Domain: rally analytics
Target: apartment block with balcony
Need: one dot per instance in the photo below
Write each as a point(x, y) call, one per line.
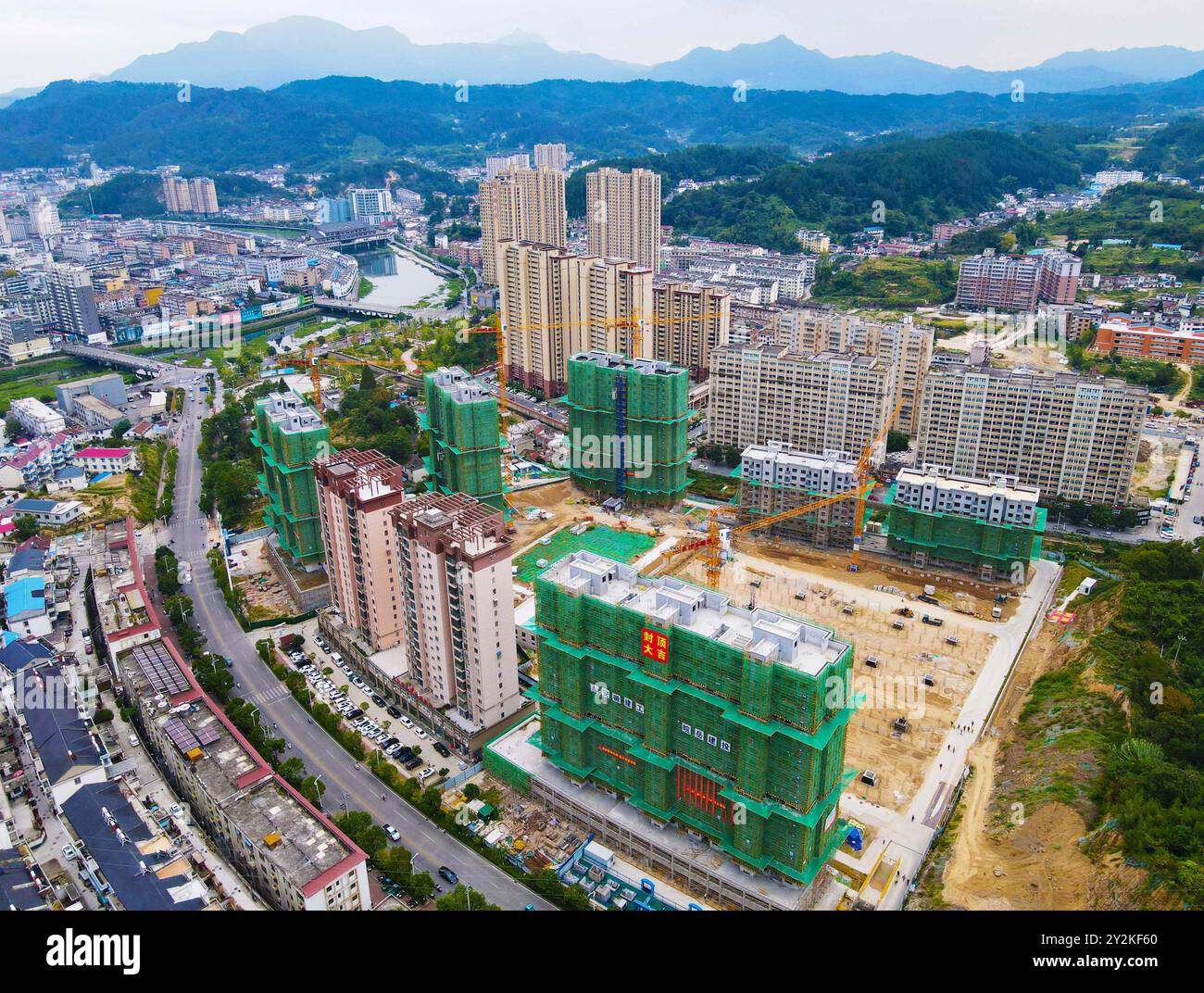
point(831, 401)
point(457, 596)
point(622, 213)
point(357, 495)
point(522, 205)
point(906, 345)
point(1071, 434)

Exercise aim
Write each line of the rows above as a JSON list of strings, with one string per line and no blank lines, and leave the pictures out of the answer.

Result for this task
[
  "Domain: rally analytics",
  "Target: apartment block with balcony",
  "Need: one dot per instance in the photo below",
  "Write each as a point(x, y) call, one per line.",
  "point(831, 401)",
  "point(457, 596)",
  "point(622, 213)",
  "point(357, 495)",
  "point(522, 205)",
  "point(906, 345)",
  "point(1071, 434)"
]